--- WHAT IS REQUIRED ---
Repeat the lines of the records below, from the line containing "Point out every instance of the wooden staircase" to the line containing "x=484, y=360", keeping both of those lines.

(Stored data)

* * * * * * * * *

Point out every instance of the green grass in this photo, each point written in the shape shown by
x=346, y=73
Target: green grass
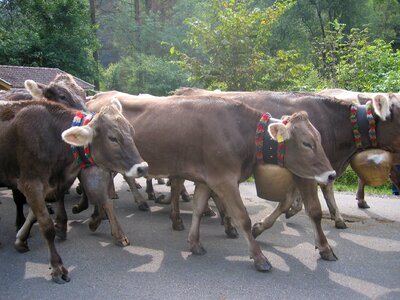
x=348, y=182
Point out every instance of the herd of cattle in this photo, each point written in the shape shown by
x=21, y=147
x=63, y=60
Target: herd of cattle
x=291, y=141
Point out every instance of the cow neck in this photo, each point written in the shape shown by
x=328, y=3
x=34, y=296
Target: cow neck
x=82, y=155
x=363, y=125
x=268, y=151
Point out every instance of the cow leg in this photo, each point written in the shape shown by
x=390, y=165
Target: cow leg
x=309, y=193
x=184, y=193
x=34, y=192
x=151, y=195
x=100, y=194
x=21, y=243
x=19, y=200
x=61, y=218
x=137, y=197
x=267, y=222
x=236, y=209
x=329, y=196
x=295, y=208
x=230, y=230
x=200, y=199
x=116, y=230
x=175, y=215
x=360, y=195
x=83, y=203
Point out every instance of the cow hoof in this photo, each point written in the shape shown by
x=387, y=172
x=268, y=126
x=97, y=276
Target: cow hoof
x=340, y=224
x=290, y=213
x=152, y=196
x=123, y=242
x=21, y=246
x=257, y=229
x=50, y=209
x=78, y=189
x=94, y=224
x=163, y=200
x=143, y=206
x=328, y=255
x=60, y=276
x=363, y=205
x=76, y=210
x=185, y=197
x=262, y=265
x=198, y=250
x=178, y=225
x=61, y=233
x=209, y=212
x=231, y=233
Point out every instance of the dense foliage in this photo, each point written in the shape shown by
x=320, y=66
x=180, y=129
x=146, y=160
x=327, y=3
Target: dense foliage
x=155, y=46
x=54, y=34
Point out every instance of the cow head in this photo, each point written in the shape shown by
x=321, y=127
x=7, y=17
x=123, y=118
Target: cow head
x=304, y=155
x=110, y=137
x=63, y=90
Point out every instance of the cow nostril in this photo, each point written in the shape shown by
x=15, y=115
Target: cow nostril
x=331, y=177
x=142, y=171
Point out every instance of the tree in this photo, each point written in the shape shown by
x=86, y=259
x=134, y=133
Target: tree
x=229, y=46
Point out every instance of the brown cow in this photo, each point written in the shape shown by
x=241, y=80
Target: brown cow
x=63, y=89
x=331, y=117
x=212, y=142
x=34, y=159
x=362, y=98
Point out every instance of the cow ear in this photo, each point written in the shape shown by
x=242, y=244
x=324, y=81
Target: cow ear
x=363, y=97
x=278, y=132
x=116, y=103
x=78, y=136
x=381, y=106
x=36, y=90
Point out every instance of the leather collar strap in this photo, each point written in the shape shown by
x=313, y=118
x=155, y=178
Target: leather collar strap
x=268, y=151
x=82, y=154
x=363, y=125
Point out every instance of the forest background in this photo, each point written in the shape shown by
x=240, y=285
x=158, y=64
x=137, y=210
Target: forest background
x=156, y=46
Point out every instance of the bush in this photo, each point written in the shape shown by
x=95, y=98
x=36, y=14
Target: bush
x=146, y=74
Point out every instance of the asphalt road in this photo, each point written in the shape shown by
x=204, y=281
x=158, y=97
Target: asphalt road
x=157, y=264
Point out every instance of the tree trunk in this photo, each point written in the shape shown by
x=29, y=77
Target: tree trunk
x=96, y=52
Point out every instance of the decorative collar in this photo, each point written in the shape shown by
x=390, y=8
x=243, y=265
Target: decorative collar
x=268, y=151
x=82, y=155
x=363, y=125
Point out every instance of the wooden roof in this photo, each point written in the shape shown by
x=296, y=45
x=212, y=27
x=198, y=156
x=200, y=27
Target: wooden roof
x=15, y=76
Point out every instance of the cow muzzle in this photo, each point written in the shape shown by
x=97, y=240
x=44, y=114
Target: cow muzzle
x=326, y=177
x=138, y=170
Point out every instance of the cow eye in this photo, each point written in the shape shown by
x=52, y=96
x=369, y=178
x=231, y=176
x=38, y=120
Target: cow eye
x=113, y=139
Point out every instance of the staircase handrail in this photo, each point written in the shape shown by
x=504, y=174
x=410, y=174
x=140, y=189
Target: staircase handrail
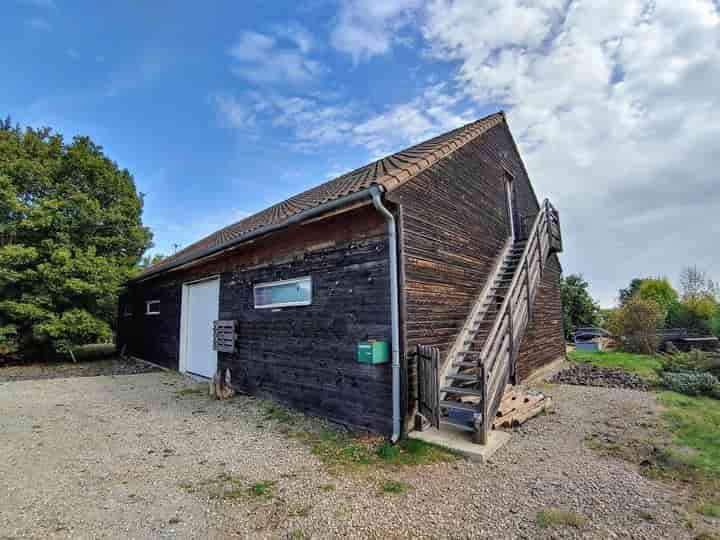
x=514, y=309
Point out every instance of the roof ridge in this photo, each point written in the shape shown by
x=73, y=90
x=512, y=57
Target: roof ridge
x=390, y=172
x=405, y=173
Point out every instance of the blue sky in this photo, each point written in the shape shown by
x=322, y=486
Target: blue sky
x=220, y=109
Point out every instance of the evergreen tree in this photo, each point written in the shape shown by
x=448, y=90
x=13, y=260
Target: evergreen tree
x=579, y=308
x=70, y=234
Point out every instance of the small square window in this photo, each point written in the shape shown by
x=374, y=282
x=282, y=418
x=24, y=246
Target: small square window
x=152, y=307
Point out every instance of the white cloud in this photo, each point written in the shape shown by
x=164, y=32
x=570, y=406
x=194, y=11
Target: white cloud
x=45, y=4
x=432, y=113
x=314, y=122
x=366, y=28
x=38, y=23
x=615, y=106
x=232, y=112
x=280, y=57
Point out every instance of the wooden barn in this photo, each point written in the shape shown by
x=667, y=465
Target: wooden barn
x=415, y=287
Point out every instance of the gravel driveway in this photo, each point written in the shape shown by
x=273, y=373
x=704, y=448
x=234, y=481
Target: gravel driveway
x=143, y=456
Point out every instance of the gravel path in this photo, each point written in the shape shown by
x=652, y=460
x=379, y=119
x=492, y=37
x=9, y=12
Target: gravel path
x=63, y=370
x=145, y=456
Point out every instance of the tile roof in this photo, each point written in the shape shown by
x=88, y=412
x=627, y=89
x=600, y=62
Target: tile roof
x=390, y=172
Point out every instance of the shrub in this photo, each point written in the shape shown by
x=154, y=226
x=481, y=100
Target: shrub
x=692, y=383
x=638, y=321
x=695, y=360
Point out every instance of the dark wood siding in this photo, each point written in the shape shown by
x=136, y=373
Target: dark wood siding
x=305, y=356
x=544, y=340
x=455, y=222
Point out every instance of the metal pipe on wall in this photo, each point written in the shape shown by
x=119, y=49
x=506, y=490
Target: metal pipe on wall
x=394, y=310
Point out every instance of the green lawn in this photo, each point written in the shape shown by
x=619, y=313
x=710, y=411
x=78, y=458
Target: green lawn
x=695, y=426
x=642, y=365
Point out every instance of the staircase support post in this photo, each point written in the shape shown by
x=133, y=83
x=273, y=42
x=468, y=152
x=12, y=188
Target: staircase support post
x=527, y=285
x=540, y=261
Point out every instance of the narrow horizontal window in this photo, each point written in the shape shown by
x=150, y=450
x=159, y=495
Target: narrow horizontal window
x=152, y=307
x=291, y=292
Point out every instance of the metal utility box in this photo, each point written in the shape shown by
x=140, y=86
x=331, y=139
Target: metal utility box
x=224, y=336
x=373, y=352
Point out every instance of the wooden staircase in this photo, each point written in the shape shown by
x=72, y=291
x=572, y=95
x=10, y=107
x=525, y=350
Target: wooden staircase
x=484, y=360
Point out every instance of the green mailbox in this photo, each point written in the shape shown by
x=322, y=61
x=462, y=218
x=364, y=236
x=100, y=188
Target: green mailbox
x=373, y=352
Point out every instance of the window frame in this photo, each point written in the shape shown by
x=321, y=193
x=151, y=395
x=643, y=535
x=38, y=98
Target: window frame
x=147, y=307
x=267, y=284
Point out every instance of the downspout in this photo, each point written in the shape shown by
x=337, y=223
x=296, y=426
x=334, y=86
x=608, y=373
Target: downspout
x=375, y=192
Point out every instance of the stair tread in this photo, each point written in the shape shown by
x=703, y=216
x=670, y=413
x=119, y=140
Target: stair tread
x=459, y=425
x=462, y=377
x=461, y=391
x=459, y=405
x=464, y=365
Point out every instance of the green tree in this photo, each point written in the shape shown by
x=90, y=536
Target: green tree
x=659, y=290
x=629, y=292
x=638, y=321
x=70, y=234
x=698, y=313
x=579, y=308
x=150, y=260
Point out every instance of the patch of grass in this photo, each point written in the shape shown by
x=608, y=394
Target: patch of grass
x=296, y=534
x=647, y=516
x=226, y=486
x=276, y=412
x=394, y=487
x=343, y=452
x=554, y=517
x=302, y=512
x=266, y=489
x=708, y=509
x=644, y=366
x=694, y=423
x=191, y=391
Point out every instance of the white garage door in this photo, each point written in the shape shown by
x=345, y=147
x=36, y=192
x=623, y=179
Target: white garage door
x=201, y=310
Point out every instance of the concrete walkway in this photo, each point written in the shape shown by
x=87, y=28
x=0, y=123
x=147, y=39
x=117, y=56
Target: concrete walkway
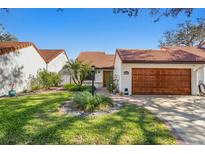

* * * * * * * * *

--- SOLUTION FOR THIS PROBLEM ---
Point out every instance of the wooden staircase in this photo, each point written in the shape shown by
x=72, y=291
x=572, y=95
x=10, y=107
x=525, y=350
Target: wooden staircase
x=484, y=360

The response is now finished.